* YOUR OBJECTIVE
Rewrite the items below, changing every "drop a marker on" to "place a point on" and leaving everything else as it is.

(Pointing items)
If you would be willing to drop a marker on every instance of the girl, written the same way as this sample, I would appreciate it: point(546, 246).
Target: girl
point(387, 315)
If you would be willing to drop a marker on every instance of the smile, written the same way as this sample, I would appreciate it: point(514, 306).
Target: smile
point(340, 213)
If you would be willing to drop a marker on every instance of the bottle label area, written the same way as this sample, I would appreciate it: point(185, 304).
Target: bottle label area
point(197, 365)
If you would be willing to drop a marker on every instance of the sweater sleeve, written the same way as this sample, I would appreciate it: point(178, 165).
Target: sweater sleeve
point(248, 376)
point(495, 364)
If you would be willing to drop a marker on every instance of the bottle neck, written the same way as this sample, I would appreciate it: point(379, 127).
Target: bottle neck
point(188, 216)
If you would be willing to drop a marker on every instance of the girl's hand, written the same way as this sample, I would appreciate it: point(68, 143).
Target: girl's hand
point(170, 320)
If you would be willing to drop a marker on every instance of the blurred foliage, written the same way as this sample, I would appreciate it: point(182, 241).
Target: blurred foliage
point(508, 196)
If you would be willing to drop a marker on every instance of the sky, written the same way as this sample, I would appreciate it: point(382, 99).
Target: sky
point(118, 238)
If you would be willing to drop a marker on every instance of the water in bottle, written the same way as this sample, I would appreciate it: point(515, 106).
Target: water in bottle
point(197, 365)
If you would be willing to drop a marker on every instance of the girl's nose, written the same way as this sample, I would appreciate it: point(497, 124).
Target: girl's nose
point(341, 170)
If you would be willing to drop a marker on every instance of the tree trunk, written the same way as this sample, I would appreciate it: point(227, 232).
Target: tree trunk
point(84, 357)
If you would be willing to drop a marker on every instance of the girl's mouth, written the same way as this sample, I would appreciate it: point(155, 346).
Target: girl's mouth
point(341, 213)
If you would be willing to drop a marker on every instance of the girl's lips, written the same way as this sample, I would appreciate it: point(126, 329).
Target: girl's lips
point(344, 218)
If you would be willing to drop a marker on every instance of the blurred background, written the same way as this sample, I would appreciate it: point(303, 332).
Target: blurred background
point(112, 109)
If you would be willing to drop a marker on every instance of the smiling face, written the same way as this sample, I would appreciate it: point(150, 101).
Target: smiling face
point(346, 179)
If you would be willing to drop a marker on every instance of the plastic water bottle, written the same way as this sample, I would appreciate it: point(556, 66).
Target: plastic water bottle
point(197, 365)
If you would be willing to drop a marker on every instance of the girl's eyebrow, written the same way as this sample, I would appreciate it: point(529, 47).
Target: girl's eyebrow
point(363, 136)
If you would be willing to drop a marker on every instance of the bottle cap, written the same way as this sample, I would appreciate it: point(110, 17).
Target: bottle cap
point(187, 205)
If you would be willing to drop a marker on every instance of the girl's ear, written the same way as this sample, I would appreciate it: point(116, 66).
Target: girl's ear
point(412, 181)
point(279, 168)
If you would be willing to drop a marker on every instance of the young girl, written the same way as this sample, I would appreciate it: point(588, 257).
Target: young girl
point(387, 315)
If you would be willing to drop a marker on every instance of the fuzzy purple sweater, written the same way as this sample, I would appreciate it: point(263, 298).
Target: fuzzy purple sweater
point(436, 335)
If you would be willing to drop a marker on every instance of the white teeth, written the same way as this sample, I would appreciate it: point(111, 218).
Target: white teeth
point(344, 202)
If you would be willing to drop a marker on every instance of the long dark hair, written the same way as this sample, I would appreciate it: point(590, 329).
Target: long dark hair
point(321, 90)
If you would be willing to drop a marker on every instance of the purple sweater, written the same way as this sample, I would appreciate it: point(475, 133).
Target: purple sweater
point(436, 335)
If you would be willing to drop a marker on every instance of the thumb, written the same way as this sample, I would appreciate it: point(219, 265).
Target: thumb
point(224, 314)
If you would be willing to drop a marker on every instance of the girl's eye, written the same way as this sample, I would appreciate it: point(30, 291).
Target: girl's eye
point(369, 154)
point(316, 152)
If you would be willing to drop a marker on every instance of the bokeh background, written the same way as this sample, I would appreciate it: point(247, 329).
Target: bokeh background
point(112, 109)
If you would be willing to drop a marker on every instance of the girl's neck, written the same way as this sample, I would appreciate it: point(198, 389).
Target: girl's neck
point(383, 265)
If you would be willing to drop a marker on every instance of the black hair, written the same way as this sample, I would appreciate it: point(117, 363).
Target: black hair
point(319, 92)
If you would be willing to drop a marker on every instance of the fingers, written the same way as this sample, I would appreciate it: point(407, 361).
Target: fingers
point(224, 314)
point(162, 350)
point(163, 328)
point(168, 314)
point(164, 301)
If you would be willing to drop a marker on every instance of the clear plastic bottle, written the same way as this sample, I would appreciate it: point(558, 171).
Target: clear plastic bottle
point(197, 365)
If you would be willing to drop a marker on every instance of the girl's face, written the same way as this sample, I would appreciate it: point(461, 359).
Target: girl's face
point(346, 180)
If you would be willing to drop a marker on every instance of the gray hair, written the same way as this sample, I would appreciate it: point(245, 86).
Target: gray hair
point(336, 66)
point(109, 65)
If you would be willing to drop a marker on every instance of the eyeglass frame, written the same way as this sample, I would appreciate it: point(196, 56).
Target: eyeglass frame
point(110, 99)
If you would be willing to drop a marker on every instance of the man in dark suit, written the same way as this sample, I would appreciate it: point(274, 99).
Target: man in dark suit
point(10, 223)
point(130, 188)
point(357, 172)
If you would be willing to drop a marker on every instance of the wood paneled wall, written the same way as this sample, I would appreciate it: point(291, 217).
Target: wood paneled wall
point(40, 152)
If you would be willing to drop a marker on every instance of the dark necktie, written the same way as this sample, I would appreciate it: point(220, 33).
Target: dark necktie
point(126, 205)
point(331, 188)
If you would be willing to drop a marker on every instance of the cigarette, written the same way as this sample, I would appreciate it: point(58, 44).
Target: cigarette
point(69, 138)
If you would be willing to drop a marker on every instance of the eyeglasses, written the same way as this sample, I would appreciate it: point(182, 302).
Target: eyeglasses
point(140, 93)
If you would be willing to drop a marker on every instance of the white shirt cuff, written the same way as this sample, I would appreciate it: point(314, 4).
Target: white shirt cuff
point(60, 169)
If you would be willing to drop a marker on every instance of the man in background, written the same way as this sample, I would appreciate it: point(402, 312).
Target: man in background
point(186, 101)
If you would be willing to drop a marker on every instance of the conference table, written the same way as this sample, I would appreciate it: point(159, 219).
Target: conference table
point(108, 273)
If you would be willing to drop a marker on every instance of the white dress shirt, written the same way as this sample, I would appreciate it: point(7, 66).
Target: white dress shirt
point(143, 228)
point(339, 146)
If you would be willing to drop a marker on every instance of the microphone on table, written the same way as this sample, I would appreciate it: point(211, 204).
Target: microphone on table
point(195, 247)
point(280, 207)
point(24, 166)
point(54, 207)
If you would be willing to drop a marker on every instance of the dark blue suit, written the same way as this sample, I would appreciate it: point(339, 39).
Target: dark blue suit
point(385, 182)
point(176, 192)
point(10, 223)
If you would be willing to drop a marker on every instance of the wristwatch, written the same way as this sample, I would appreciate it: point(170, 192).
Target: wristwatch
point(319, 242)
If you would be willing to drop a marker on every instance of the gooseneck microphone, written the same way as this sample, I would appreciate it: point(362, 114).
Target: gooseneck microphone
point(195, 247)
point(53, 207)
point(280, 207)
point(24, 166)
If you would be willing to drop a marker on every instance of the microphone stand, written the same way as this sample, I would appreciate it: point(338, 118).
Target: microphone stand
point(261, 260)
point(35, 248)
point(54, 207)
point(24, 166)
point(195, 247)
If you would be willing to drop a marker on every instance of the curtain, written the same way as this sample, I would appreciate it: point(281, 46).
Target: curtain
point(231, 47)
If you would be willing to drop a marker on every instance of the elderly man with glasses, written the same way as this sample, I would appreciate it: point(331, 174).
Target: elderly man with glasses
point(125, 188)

* SOLUTION FOR THIS TASK
If you would be willing to place a point on every instance of the girl, written the same way as this sample, I would appreciate it: point(546, 246).
Target: girl
point(387, 315)
If you would be willing to place a point on every instance of the smile, written the same way as this sample, I would appreciate it: point(514, 306).
Target: smile
point(340, 213)
If you would be willing to place a point on every instance of the bottle label area, written the same way as this sample, I would appreciate it: point(185, 304).
Target: bottle label area
point(197, 365)
If you would be willing to place a point on every instance of the sweater sleeve, written the same way as this sample, I would appreciate it: point(178, 165).
Target: sweater sleeve
point(248, 376)
point(495, 364)
If you would be willing to place a point on every instance of the bottle neck, written the same way as this sample, I would appreciate it: point(379, 127).
Target: bottle neck
point(188, 216)
If you would be willing to place a point on every instance of the girl's hand, written the same way as this sample, I would appreciate it: point(68, 143).
Target: girl's hand
point(170, 320)
If you would be willing to place a point on every instance of the blurred foliage, written the same way as this sample, I would appreciate it: point(182, 241).
Target: blurred foliage
point(508, 196)
If you would be willing to place a point on every instance of the sky, written the same way as this sample, I would appreciate it: point(382, 99).
Target: sky
point(118, 238)
If you would be willing to place a point on every instance of the water in bottle, written the same way as this sample, I would appreciate it: point(515, 106).
Target: water in bottle
point(197, 365)
If you would be willing to place a point on every instance of the girl's nose, written the same way as this sample, I would appreciate it: point(497, 124).
Target: girl's nose
point(341, 170)
If you would be willing to place a point on every instance of the tree trunk, written the same way as this sample, I would appreciate it: point(227, 232).
Target: tree trunk
point(84, 357)
If you would be willing to place a point on every instance of the girl's mouth, written the same way as this sample, I would appreciate it: point(155, 346).
Target: girl's mouth
point(341, 213)
If you would be willing to place a point on every instance of the girl's lips, written the same way as this sample, I would appreciate it: point(126, 329).
Target: girl's lips
point(344, 218)
If you would be willing to place a point on every instance of the blurred background, written the same way as this sample, I would appreciate it: point(303, 332).
Target: blurred background
point(112, 109)
If you would be willing to place a point on every instance of the smiling face, written the same way as this sample, I would appreciate it: point(150, 101).
Target: smiling face
point(346, 179)
If you would be willing to place a point on every instance of the plastic water bottle, written the same way as this sample, I would appreciate it: point(556, 66).
Target: plastic water bottle
point(197, 365)
If you would be willing to place a point on every instance of the girl's eyebrow, written the same way as this sample, I would appreciate it: point(529, 47).
Target: girl's eyebrow
point(363, 136)
If you would be willing to place a point on every instance of the bottle cap, written the same way as this sample, I would appreciate it: point(110, 17).
Target: bottle cap
point(187, 205)
If you would be willing to place a point on every instance of the girl's ear, written the same way as this sample, I would appreciate it: point(116, 66).
Target: girl's ear
point(412, 181)
point(279, 168)
If you would be willing to place a point on every instance of the young girl, written the same way as this sample, I would appreciate it: point(588, 257).
Target: young girl
point(387, 315)
If you would be willing to place a point on every instance of the fuzzy purple sweater, written the same way as this sample, I would appreciate it: point(263, 298).
Target: fuzzy purple sweater
point(436, 335)
If you would be willing to place a point on every instance of the white teeth, written the same way as this sample, I would appreciate it: point(111, 218).
Target: white teeth
point(344, 202)
If you would be willing to place a point on every instance of the long dark hair, written the same way as this sample, I would appreciate it: point(590, 329).
Target: long dark hair
point(321, 90)
If you would be willing to place a point on every instance of the purple sweater, written the same way as this sample, I would appreciate it: point(475, 133).
Target: purple sweater
point(436, 335)
If you would be willing to place a point on every instance of the thumb, written the same way as this sample, I would appreciate it: point(219, 265).
Target: thumb
point(224, 314)
If you would be willing to place a point on every instance of the girl's eye, written the same way as this sample, I would appreciate it: point(30, 291).
Target: girl's eye
point(369, 154)
point(316, 152)
If you would be willing to place a point on every instance of the bokeh background, written the same way as this sample, I would appreciate it: point(247, 329).
Target: bokeh background
point(112, 109)
If you would be willing to place a point on every instance of the girl's neck, written the same way as this sample, I would appreciate it: point(198, 389).
Target: girl's neck
point(383, 265)
If you would be willing to place a point on every instance of the black hair, written the same way as this sample, I would appreciate it: point(117, 363).
Target: black hair
point(319, 92)
If you would be willing to place a point on every instance of the fingers, written the same way as this sample, I would appreciate it: point(407, 361).
Target: fingers
point(224, 314)
point(162, 350)
point(163, 328)
point(168, 314)
point(164, 301)
If you would be willing to place a point on every instance of the clear plastic bottle, written the same way as this sample, I would appreciate it: point(558, 171).
Target: clear plastic bottle
point(197, 365)
If you would be willing to place a point on every instance of the girl's face, written the same way as this sample, I would appreciate it: point(461, 359).
Target: girl's face
point(346, 180)
If you would be willing to place a point on every instance of the gray hair, written the same way as this sample, I would appreciate it: point(245, 86).
Target: gray hair
point(336, 66)
point(109, 65)
If you would be willing to place a point on every instance of the eyeglass frame, written the same way as this sample, I would appreciate it: point(196, 56).
Target: eyeglass frame
point(110, 99)
If you would be willing to place a point on every instance of the man in dark suit, written the same way as this sample, I would appreciate it: point(274, 99).
Target: man in dark suit
point(10, 223)
point(130, 188)
point(357, 172)
If you would be willing to place a point on every instance of the wood paneled wall, written the same way as this sample, I would appreciate it: point(291, 217).
Target: wood paneled wall
point(40, 152)
If you would be willing to place a point on every instance of the dark necktie, written the same way as this sample, I would appreciate it: point(220, 33).
Target: dark necktie
point(126, 205)
point(331, 188)
If you would be willing to place a point on every instance of the cigarette, written the same way as this sample, I would appreciate it: point(58, 44).
Target: cigarette
point(69, 138)
If you would be willing to place a point on every instance of the eyeglasses, written the same way as this sample, I would appreciate it: point(182, 302).
Target: eyeglasses
point(140, 93)
If you would be willing to place a point on every instance of the white shirt cuff, written the same way as this sample, I would appreciate it: point(314, 4).
Target: white shirt cuff
point(60, 169)
If you would be willing to place a point on every instance of the man in background, written the same way as this sample, I would appreciate it: point(402, 312).
Target: man in background
point(186, 101)
If you would be willing to place a point on every instance of the conference table, written the same way as this sample, I would appreciate it: point(159, 219).
Target: conference table
point(108, 273)
If you would be willing to place a point on every instance of the white dress shirt, written the same way as this sample, I would appreciate it: point(7, 66).
Target: white dress shirt
point(143, 228)
point(339, 146)
If you would be willing to place a point on every instance of the microphone on table, written the same way as this sample, I would appreciate it: point(211, 204).
Target: microphone on table
point(195, 247)
point(280, 207)
point(24, 166)
point(54, 207)
If you would be willing to place a point on every instance of the dark blue suit, written the same way as this sample, I would appreciate it: point(339, 39).
Target: dark blue suit
point(385, 182)
point(176, 192)
point(10, 223)
If you would be willing to place a point on every instance of the wristwatch, written the same way as this sample, I would appreciate it: point(170, 192).
Target: wristwatch
point(319, 242)
If you would be willing to place a point on every instance of the gooseneck microphone, written the same way as this sample, I would appreciate it: point(362, 114).
Target: gooseneck microphone
point(195, 247)
point(53, 207)
point(280, 207)
point(24, 166)
If you would be willing to place a point on every instance of the microphone stand, written the same way as this sample, I would appreciate it: point(338, 118).
Target: microphone stand
point(261, 260)
point(35, 248)
point(54, 207)
point(24, 166)
point(195, 247)
If you would be willing to place a point on every instance of the curtain, written the same way as this sample, I would appreciate it: point(281, 46).
Target: curtain
point(231, 47)
If you would be willing to place a point on every instance of the elderly man with glasses, written the same way as this sample, I would appreciate it: point(331, 174).
Target: elderly man with glasses
point(125, 188)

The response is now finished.